> [TASKS TO PERFORM]
- 1) Quote the virtual reality article word for word, starting with "Virtual reality (VR)" and going on through "claims Bob Stone.".
- 2) Decide whether each statement agrees with the virtual reality article, answering yes or no and quoting the words that decide it: (a) Virtual Presence was bought by a company based in Albuquerque, New Mexico. (b) Bob Stone says Silicon Graphics workstations are no longer the right products for any job. (c) The VR-ready machine Bob Stone describes is a £2500 Pentium III PC with a £100 graphics card.

> [SOURCE EXCERPT]
Virtually there

Bob Stone, scientific director at Virtual Presence, pioneer of virtual reality, and self confessed headset abuser, talks to Roger Brownlie

Virtual reality (VR) has the reputation of an ambitious technology that was just too far ahead of its time. Picture a presenter on `Tomorrow’s World’ fumbling in an activated suit and headset, struggling with the simplest of tasks in a Commodore 64 created world. VR was ahead of its time. But perhaps it’s time has come.

`The situation is today, if you have a £2500 Pentium III PC with a £100 graphics card, you have a VR ready machine that outperforms some of the graphics super computers that were out eighteen months ago,’ claims Bob Stone.

`There are, however, still applications where very high end animation must be solved by the likes of Silicon Graphics workstations. They are still the right products for that job.’

Bob Stone has seen VR through the experimental years and has witnessed many fledgling companies come and go. His own company Virtual Presence, perhaps the most established VR company in Europe, has been recently acquired by Muse Technologies of Albuquerque, New Mexico.

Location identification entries

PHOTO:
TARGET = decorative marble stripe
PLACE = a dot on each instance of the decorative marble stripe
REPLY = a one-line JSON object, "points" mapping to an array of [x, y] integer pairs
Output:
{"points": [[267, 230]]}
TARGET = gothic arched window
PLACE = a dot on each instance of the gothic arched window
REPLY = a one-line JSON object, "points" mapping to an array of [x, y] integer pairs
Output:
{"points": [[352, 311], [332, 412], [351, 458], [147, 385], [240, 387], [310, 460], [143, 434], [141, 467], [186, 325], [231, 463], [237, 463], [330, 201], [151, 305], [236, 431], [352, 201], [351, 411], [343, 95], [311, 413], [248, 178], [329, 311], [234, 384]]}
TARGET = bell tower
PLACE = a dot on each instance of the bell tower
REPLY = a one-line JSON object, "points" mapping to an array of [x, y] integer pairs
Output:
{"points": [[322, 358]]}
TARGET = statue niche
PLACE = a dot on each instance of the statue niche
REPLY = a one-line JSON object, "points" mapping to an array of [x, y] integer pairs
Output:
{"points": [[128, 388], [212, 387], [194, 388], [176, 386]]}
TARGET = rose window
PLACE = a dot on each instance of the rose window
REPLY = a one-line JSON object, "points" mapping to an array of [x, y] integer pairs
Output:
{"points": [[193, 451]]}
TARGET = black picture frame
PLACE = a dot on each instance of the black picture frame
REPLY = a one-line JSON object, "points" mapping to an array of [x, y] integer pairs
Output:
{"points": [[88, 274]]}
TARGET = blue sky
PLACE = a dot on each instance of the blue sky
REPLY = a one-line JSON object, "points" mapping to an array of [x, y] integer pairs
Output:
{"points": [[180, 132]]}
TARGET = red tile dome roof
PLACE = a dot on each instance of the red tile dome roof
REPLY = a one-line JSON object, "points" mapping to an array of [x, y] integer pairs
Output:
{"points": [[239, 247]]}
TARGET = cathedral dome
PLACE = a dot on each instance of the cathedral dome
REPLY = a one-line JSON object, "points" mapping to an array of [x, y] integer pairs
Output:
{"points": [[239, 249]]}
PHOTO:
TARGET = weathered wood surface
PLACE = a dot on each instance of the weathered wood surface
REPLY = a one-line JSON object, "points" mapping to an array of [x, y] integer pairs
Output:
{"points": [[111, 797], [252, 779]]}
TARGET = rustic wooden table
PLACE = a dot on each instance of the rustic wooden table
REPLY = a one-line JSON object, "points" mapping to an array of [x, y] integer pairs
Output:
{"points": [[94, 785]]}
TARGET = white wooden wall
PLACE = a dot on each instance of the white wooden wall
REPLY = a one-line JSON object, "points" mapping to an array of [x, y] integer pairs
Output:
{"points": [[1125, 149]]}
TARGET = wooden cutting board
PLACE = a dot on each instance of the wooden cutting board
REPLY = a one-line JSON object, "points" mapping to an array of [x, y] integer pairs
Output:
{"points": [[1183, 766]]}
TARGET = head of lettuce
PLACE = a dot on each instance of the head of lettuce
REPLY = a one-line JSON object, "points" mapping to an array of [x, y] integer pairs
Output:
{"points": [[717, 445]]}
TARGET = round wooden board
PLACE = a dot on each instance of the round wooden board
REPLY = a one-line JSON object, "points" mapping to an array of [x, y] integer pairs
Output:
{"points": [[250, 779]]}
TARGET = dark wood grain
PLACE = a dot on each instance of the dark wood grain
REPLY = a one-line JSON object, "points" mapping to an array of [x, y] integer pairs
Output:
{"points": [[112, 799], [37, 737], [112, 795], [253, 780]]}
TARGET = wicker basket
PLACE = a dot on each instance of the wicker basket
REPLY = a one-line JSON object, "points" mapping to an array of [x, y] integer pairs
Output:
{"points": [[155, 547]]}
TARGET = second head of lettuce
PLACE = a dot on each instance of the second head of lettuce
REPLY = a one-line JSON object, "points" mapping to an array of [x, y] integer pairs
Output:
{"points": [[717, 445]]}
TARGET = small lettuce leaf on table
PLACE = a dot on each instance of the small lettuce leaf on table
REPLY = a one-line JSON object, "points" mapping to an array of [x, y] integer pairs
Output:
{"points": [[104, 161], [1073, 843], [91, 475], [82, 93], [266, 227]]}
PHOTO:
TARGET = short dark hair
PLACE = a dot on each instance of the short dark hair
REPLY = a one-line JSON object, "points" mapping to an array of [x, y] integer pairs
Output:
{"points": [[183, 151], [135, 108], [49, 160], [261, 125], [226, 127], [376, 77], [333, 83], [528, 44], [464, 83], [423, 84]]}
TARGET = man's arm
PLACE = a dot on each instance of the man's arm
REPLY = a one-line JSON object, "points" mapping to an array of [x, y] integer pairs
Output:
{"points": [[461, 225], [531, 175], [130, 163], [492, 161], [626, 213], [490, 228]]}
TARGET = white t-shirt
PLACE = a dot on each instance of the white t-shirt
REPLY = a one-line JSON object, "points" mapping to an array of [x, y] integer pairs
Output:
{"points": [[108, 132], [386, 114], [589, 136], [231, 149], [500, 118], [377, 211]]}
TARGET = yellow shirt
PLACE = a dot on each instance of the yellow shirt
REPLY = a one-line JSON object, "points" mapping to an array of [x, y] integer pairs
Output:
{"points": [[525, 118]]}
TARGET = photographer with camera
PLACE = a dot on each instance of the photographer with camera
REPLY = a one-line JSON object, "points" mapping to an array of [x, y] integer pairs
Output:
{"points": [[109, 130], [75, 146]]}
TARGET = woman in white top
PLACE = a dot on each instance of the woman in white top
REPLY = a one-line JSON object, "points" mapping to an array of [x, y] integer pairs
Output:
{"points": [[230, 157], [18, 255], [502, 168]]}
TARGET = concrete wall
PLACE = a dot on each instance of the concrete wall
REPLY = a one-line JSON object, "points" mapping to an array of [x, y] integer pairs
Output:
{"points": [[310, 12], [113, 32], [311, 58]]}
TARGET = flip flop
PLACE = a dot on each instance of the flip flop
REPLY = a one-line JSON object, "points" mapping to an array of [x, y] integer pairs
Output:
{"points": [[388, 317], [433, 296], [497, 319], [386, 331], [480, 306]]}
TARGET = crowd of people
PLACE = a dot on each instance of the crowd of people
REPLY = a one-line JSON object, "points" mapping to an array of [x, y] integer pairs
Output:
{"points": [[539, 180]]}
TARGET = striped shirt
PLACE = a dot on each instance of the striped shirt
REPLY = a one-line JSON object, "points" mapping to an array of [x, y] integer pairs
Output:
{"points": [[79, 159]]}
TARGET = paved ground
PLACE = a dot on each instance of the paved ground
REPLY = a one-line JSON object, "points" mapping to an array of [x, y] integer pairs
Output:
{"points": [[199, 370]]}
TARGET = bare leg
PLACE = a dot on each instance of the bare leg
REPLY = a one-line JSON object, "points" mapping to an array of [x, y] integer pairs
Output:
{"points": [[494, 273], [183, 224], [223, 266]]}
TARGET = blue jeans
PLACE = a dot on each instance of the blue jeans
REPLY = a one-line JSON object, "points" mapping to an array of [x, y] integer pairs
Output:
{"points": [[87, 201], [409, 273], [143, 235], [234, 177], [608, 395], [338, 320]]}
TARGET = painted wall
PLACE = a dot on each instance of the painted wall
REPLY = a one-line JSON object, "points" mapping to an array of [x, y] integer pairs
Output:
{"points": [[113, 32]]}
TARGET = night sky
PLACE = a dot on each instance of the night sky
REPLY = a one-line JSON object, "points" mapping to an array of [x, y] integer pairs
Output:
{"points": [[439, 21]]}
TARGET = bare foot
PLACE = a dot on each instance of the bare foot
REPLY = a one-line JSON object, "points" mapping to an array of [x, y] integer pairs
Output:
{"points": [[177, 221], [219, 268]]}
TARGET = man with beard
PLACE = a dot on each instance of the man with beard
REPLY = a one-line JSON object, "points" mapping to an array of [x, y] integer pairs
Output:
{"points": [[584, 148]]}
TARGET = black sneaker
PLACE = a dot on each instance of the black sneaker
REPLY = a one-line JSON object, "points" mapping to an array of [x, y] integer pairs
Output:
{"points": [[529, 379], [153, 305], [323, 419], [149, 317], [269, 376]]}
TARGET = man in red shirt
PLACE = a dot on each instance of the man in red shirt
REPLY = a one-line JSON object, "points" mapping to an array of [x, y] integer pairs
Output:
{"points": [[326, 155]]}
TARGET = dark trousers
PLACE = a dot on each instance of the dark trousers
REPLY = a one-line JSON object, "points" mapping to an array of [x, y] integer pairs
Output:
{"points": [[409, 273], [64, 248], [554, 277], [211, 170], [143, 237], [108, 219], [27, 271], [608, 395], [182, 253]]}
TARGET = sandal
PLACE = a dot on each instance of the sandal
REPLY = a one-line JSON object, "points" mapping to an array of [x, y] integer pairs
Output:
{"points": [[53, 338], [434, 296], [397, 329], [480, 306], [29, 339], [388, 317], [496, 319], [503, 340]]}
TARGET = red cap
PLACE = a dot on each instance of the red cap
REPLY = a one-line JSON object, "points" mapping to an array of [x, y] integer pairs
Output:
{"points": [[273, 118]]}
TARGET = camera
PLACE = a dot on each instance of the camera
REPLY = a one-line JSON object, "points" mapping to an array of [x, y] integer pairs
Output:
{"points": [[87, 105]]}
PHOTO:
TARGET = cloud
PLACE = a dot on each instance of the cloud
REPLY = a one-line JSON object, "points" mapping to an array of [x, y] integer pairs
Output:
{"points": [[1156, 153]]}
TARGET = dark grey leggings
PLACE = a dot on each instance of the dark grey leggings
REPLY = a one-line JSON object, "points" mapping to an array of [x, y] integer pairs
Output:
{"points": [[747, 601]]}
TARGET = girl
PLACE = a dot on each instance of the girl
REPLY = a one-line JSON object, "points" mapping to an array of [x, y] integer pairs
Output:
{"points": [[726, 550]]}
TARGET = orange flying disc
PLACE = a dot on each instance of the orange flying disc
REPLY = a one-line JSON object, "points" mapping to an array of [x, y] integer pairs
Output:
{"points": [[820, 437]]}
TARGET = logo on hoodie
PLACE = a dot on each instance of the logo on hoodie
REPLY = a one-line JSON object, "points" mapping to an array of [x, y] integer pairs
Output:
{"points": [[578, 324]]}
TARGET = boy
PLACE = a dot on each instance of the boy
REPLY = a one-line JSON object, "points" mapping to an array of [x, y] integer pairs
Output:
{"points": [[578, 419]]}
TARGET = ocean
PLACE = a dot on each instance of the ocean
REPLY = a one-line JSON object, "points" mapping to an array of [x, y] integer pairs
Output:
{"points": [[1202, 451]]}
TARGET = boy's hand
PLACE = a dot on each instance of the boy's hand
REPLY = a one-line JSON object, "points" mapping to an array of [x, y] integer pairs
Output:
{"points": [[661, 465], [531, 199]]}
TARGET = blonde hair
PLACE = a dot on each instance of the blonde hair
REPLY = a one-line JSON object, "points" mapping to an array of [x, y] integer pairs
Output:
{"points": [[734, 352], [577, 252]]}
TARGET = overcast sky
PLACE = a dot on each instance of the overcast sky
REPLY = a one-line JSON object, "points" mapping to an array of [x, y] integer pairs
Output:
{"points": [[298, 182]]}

> [ANSWERS TO EACH TASK]
- 1)
Virtual reality (VR) has the reputation of an ambitious technology that was just too far ahead of its time. Picture a presenter on `Tomorrow’s World’ fumbling in an activated suit and headset, struggling with the simplest of tasks in a Commodore 64 created world. VR was ahead of its time. But perhaps it’s time has come.

`The situation is today, if you have a £2500 Pentium III PC with a £100 graphics card, you have a VR ready machine that outperforms some of the graphics super computers that were out eighteen months ago,’ claims Bob Stone.

- 2)
(a) Yes: "has been recently acquired by Muse Technologies of Albuquerque, New Mexico."
(b) No: "They are still the right products for that job."
(c) Yes: "if you have a £2500 Pentium III PC with a £100 graphics card, you have a VR ready machine"